Rows:

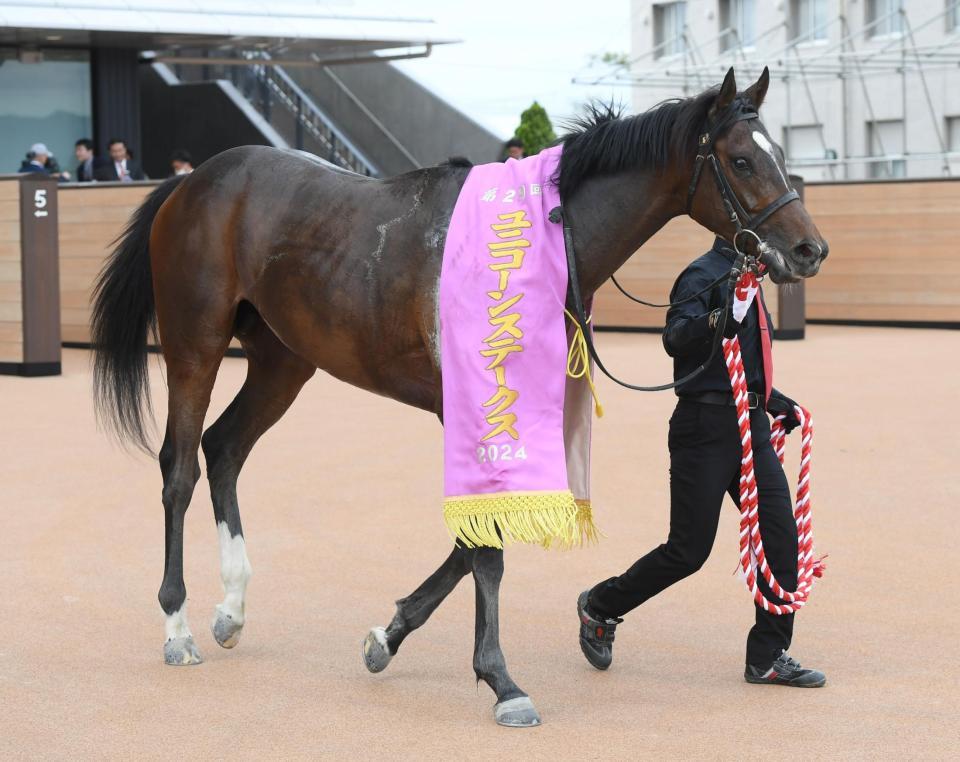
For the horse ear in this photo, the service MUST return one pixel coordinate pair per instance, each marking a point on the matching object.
(758, 90)
(728, 91)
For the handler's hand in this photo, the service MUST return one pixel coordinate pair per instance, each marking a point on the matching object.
(730, 330)
(781, 404)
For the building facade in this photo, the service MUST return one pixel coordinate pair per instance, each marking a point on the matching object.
(861, 89)
(166, 75)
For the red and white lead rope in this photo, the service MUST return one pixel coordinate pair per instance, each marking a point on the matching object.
(752, 557)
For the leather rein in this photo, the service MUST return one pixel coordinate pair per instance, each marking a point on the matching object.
(738, 215)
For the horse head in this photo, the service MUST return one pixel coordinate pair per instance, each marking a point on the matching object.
(741, 191)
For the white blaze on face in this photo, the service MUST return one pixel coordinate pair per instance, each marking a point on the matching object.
(761, 140)
(235, 571)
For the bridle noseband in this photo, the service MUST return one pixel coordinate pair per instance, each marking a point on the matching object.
(736, 212)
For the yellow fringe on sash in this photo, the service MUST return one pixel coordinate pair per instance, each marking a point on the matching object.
(545, 518)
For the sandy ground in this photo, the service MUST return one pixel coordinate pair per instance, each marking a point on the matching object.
(341, 507)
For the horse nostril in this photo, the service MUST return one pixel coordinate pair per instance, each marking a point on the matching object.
(808, 250)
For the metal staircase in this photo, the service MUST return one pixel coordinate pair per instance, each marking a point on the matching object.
(292, 112)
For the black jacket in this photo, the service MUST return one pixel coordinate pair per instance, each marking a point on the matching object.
(687, 335)
(107, 172)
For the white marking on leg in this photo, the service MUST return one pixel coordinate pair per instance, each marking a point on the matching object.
(176, 624)
(235, 572)
(761, 140)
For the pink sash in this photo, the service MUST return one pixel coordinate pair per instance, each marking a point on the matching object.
(516, 427)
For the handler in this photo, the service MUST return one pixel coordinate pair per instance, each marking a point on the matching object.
(705, 453)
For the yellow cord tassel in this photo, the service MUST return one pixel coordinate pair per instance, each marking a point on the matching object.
(542, 518)
(578, 360)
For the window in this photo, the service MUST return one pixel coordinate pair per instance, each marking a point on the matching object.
(883, 18)
(809, 19)
(737, 24)
(803, 142)
(953, 15)
(45, 102)
(885, 138)
(668, 22)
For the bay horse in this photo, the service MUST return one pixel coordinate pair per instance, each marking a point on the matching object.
(311, 266)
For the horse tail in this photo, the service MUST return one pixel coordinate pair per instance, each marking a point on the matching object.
(123, 313)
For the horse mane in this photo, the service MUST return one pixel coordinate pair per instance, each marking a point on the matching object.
(602, 141)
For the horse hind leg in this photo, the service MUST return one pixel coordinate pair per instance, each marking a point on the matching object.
(274, 378)
(381, 644)
(191, 376)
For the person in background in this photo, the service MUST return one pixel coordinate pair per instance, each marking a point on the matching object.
(37, 158)
(514, 148)
(88, 162)
(121, 166)
(181, 162)
(40, 159)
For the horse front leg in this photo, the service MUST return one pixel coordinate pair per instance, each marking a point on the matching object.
(381, 644)
(513, 708)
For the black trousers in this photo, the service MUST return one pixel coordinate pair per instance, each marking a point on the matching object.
(705, 451)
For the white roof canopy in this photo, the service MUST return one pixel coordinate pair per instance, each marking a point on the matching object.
(171, 24)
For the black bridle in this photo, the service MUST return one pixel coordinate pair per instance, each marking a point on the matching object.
(738, 216)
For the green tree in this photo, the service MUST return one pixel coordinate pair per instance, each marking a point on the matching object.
(535, 130)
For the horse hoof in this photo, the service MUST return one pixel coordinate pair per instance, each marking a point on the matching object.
(376, 655)
(179, 652)
(516, 713)
(226, 630)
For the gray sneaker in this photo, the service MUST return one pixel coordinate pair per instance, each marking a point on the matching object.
(596, 635)
(785, 671)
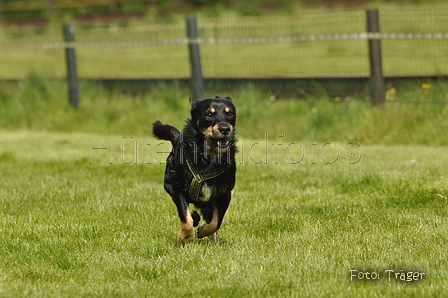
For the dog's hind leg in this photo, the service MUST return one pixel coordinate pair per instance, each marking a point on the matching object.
(186, 233)
(213, 218)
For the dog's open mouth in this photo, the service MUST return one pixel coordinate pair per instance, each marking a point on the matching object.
(223, 143)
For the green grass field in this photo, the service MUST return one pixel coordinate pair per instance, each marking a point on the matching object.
(370, 195)
(71, 228)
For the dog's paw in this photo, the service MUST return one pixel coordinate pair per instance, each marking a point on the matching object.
(185, 236)
(213, 238)
(206, 230)
(196, 218)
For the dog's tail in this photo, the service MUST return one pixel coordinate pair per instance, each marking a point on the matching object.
(165, 132)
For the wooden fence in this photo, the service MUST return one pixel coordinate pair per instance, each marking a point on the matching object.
(370, 33)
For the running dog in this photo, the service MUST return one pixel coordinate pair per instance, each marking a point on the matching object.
(200, 169)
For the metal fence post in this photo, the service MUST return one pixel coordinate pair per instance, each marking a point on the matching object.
(70, 58)
(197, 80)
(377, 87)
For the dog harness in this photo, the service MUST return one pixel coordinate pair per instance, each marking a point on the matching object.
(199, 177)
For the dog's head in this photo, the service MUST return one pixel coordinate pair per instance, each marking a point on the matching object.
(215, 118)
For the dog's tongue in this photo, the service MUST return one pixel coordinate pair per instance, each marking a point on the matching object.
(222, 142)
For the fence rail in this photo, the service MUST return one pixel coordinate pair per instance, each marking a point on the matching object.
(243, 40)
(290, 44)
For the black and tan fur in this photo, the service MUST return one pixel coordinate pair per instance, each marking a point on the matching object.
(201, 168)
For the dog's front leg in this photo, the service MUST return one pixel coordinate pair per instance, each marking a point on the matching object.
(214, 221)
(186, 233)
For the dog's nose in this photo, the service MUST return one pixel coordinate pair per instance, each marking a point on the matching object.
(224, 129)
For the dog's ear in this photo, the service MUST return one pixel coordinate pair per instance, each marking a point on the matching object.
(193, 102)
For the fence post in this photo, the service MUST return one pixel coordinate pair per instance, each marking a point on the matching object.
(70, 58)
(377, 87)
(197, 80)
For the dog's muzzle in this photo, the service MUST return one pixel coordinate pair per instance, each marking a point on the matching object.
(223, 133)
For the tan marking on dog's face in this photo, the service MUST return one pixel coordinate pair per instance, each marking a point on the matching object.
(186, 233)
(208, 132)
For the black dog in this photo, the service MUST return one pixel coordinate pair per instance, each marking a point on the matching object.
(201, 166)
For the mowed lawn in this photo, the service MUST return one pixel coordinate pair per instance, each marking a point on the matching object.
(77, 221)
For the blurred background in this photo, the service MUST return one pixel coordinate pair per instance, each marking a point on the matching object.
(290, 48)
(290, 64)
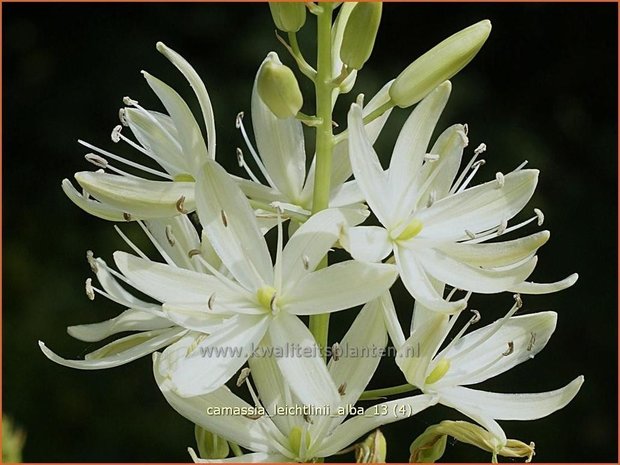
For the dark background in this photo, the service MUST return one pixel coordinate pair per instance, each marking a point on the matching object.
(542, 89)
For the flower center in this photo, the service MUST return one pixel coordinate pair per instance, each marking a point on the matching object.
(410, 231)
(266, 296)
(438, 372)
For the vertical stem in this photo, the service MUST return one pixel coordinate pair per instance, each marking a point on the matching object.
(319, 324)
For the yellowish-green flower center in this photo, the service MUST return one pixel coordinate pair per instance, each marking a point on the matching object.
(184, 177)
(266, 296)
(294, 439)
(438, 372)
(411, 230)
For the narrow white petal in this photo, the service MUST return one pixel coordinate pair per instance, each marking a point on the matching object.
(199, 88)
(303, 369)
(545, 288)
(237, 428)
(231, 227)
(176, 285)
(381, 414)
(479, 208)
(517, 406)
(311, 242)
(472, 278)
(281, 146)
(420, 284)
(368, 171)
(121, 351)
(340, 286)
(139, 198)
(199, 364)
(367, 243)
(130, 320)
(477, 357)
(190, 137)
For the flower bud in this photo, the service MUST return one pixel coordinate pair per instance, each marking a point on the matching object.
(210, 445)
(288, 16)
(439, 64)
(278, 88)
(373, 449)
(360, 34)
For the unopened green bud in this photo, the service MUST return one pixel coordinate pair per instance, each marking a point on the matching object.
(429, 446)
(210, 445)
(360, 34)
(373, 449)
(438, 64)
(288, 16)
(278, 87)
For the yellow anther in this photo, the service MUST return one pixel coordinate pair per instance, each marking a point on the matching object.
(411, 230)
(438, 372)
(266, 296)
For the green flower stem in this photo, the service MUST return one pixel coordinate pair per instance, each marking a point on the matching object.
(379, 393)
(319, 324)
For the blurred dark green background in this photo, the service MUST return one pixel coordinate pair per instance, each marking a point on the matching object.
(542, 89)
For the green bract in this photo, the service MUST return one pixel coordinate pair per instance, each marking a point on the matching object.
(439, 64)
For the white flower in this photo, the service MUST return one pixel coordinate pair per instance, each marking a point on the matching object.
(257, 297)
(321, 432)
(435, 225)
(174, 142)
(476, 357)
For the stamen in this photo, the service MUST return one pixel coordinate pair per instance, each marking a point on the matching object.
(180, 205)
(342, 389)
(243, 376)
(540, 216)
(510, 350)
(499, 177)
(96, 160)
(170, 236)
(90, 257)
(116, 133)
(90, 293)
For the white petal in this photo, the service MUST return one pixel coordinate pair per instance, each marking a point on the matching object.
(139, 198)
(176, 285)
(121, 351)
(497, 253)
(420, 284)
(367, 243)
(376, 416)
(199, 364)
(340, 286)
(94, 207)
(516, 406)
(545, 288)
(311, 242)
(368, 171)
(199, 88)
(411, 147)
(472, 278)
(190, 137)
(234, 234)
(477, 356)
(479, 208)
(237, 428)
(280, 144)
(304, 369)
(130, 320)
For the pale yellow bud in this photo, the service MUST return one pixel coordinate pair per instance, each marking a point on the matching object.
(288, 16)
(360, 34)
(438, 64)
(210, 445)
(278, 88)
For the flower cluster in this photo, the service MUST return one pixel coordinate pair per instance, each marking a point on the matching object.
(223, 309)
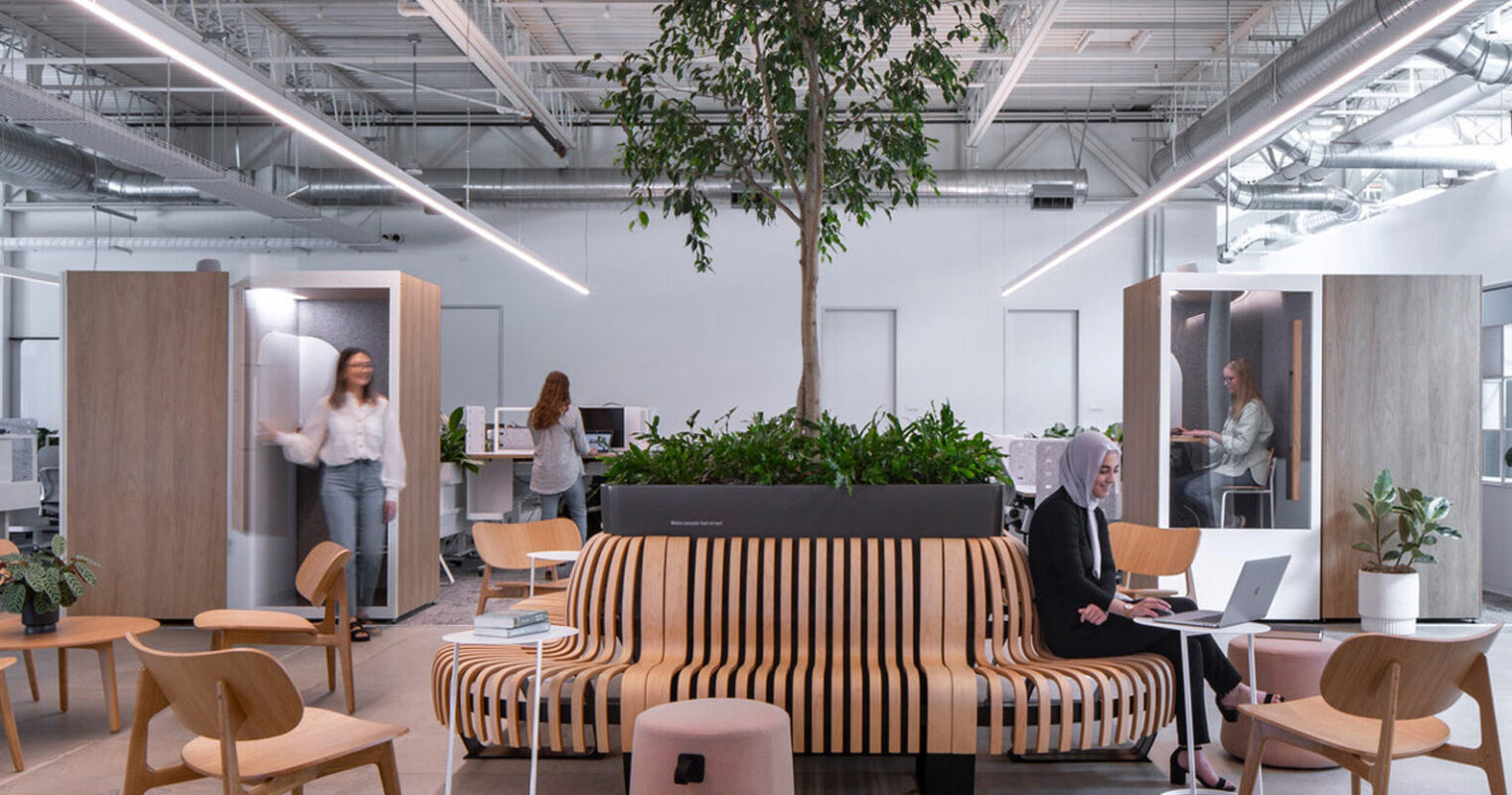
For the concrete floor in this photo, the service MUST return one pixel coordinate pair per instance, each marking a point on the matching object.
(75, 751)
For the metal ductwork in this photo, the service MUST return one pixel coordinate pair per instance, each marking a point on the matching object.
(1476, 57)
(37, 162)
(1335, 43)
(1288, 197)
(610, 186)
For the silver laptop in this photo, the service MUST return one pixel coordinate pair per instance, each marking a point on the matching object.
(1249, 602)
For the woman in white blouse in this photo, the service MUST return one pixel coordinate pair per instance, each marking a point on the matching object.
(356, 434)
(559, 444)
(1243, 444)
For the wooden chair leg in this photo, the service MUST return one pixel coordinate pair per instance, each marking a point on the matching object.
(8, 719)
(387, 769)
(345, 652)
(31, 675)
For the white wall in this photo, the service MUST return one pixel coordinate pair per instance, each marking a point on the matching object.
(657, 333)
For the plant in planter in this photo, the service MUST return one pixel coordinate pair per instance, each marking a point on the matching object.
(886, 478)
(1388, 585)
(38, 583)
(454, 447)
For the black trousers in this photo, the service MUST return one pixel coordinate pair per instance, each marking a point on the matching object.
(1120, 635)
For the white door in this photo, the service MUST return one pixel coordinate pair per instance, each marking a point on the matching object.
(1039, 371)
(857, 363)
(471, 357)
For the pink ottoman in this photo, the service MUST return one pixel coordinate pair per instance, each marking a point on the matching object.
(724, 745)
(1293, 669)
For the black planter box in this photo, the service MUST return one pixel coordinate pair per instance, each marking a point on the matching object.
(793, 511)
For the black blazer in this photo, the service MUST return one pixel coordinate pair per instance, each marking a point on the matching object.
(1060, 565)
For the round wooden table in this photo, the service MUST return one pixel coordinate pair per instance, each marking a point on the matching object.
(97, 632)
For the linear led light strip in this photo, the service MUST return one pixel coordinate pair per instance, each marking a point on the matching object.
(344, 150)
(1190, 174)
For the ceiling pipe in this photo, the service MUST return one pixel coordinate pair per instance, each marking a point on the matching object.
(611, 186)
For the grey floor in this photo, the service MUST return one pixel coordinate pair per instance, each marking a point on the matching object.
(75, 751)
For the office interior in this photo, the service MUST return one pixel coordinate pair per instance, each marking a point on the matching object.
(1132, 328)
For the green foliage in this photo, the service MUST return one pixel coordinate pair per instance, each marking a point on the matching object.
(932, 449)
(1419, 525)
(810, 89)
(454, 441)
(49, 577)
(1060, 431)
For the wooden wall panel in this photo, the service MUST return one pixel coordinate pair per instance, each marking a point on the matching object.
(419, 392)
(1141, 388)
(1401, 391)
(145, 438)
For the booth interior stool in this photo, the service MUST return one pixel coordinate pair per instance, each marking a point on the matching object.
(1293, 669)
(726, 745)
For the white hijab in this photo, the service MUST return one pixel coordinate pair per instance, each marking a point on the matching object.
(1078, 472)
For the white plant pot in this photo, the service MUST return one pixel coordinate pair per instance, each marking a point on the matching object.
(1388, 602)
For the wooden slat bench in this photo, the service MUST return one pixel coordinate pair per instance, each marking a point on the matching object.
(872, 647)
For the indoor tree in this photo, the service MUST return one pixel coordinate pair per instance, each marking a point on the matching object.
(814, 109)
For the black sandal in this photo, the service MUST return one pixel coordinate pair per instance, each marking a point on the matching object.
(1231, 714)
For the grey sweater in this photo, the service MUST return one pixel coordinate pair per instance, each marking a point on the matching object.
(558, 454)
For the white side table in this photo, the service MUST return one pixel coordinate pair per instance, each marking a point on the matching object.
(1248, 627)
(472, 638)
(556, 556)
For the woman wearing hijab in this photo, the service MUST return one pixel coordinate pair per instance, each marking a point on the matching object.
(1081, 614)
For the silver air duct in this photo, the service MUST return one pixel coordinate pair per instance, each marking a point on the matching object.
(1039, 188)
(37, 162)
(1337, 41)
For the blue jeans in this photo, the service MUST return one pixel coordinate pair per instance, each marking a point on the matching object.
(1196, 493)
(353, 498)
(576, 505)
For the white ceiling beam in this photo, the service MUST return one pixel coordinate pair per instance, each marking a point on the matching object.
(1022, 55)
(165, 35)
(458, 26)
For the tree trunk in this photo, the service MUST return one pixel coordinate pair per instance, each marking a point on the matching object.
(811, 211)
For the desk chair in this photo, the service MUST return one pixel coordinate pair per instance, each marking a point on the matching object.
(251, 725)
(507, 546)
(1157, 552)
(322, 580)
(1252, 490)
(1381, 694)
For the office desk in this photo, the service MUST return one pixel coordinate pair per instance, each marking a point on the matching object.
(496, 489)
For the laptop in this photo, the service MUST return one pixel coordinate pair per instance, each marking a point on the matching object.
(1249, 602)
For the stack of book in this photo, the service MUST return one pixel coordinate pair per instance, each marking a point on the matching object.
(512, 623)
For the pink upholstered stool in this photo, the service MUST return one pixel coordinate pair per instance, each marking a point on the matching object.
(1293, 669)
(724, 745)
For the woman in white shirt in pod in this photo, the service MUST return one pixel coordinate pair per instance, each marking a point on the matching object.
(356, 434)
(559, 444)
(1243, 444)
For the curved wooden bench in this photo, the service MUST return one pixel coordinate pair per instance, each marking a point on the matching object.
(602, 602)
(1075, 703)
(874, 646)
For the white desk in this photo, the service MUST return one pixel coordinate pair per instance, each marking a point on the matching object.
(472, 638)
(1249, 627)
(559, 556)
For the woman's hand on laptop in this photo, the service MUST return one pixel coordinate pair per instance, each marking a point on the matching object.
(1149, 608)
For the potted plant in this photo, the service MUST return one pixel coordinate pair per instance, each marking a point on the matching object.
(883, 479)
(454, 447)
(1388, 583)
(38, 583)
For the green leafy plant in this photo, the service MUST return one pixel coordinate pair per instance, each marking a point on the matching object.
(47, 577)
(454, 441)
(932, 449)
(1419, 523)
(820, 118)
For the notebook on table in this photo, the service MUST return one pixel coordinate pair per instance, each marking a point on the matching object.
(1249, 602)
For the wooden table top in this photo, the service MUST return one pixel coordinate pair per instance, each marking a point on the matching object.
(72, 630)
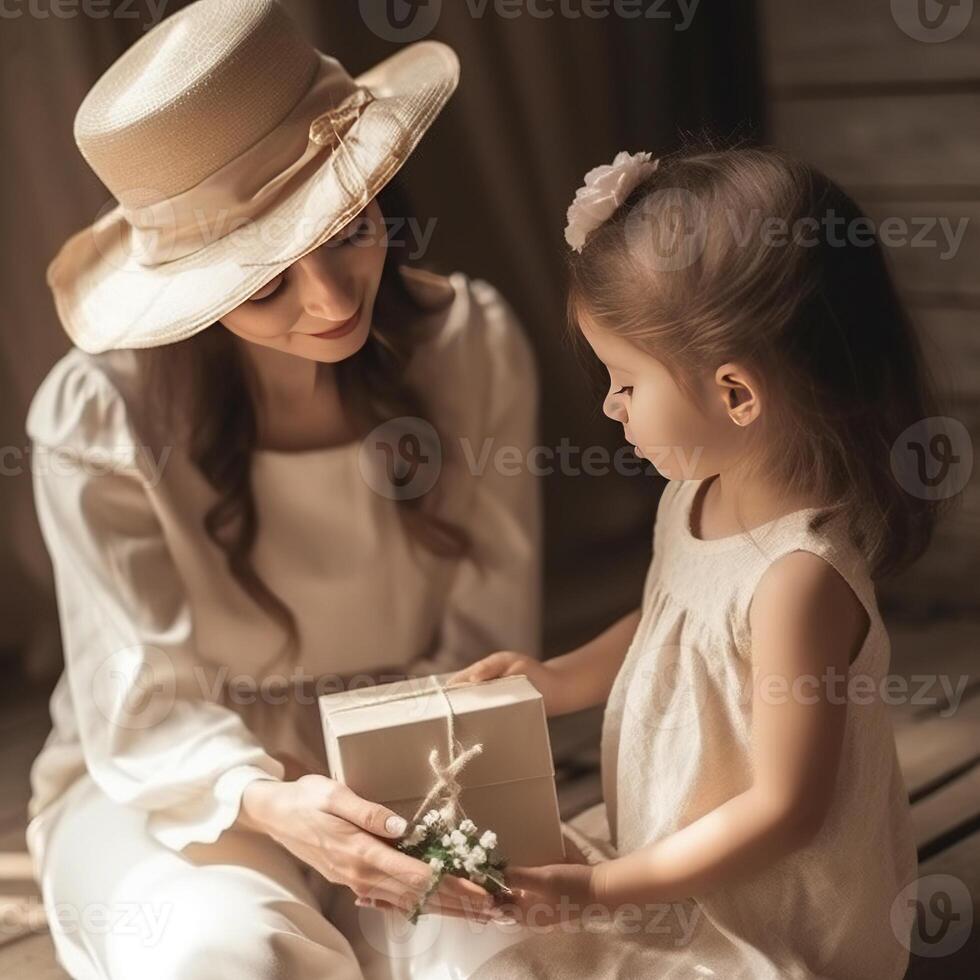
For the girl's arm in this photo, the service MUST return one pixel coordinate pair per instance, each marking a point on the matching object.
(572, 682)
(805, 622)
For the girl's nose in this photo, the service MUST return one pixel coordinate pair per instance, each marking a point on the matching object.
(328, 291)
(614, 407)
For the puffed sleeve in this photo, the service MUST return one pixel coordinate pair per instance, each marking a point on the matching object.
(494, 599)
(150, 734)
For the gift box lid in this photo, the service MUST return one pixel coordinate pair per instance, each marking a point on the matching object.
(381, 750)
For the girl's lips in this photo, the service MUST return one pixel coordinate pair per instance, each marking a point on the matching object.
(342, 330)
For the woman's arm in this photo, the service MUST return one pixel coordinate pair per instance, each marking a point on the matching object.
(152, 736)
(494, 598)
(805, 622)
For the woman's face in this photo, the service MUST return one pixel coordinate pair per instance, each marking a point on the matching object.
(320, 307)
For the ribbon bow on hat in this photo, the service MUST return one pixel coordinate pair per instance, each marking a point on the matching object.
(328, 129)
(232, 147)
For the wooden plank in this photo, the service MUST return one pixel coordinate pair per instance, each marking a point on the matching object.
(926, 256)
(943, 814)
(858, 42)
(939, 746)
(943, 581)
(926, 649)
(925, 140)
(951, 344)
(962, 861)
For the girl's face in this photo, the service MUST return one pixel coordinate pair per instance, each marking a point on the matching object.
(685, 436)
(320, 307)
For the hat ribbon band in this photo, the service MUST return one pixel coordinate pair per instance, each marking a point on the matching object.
(246, 187)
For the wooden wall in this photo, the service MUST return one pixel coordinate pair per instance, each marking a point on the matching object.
(896, 120)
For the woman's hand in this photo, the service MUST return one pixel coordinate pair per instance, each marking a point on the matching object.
(349, 840)
(504, 663)
(548, 895)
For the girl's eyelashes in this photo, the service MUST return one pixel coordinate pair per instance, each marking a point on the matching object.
(268, 296)
(361, 228)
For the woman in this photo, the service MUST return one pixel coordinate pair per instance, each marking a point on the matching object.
(256, 472)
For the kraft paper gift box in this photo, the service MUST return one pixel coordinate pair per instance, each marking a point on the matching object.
(380, 749)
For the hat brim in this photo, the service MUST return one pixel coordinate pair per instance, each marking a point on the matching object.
(107, 299)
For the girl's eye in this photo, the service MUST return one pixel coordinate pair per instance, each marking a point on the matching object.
(356, 233)
(268, 296)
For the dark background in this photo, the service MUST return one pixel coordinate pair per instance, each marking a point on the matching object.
(895, 118)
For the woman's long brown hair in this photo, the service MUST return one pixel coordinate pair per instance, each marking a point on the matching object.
(202, 388)
(819, 320)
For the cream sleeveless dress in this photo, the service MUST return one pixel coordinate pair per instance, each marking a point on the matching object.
(676, 744)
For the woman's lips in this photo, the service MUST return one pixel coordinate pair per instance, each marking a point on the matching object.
(341, 331)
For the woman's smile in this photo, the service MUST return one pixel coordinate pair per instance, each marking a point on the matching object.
(345, 328)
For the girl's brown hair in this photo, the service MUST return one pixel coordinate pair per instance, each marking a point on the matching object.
(750, 255)
(203, 388)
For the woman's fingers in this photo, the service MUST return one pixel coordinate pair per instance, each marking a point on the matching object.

What you are asked to do:
Return the lines of the listing above, from the line containing "For the woman's lips" through the end of the listing, exactly as they appear.

Problem solution:
For the woman's lips in this photo, the service MUST return one pixel coordinate pair per instance, each marking a point on the matching object.
(341, 331)
For the woman's smile in this photo, the service MUST return one pixel coordinate pair per instance, each marking a point on the matching object.
(345, 328)
For the girl's brown hair in this photo, the service MUST return one pixel coordinate pair per instance, each marking a point on the matching object.
(750, 255)
(203, 388)
For the woman's fingers in this photo, the service MUST return one pixel coordinate pair per instance, each marking a point on the matching object.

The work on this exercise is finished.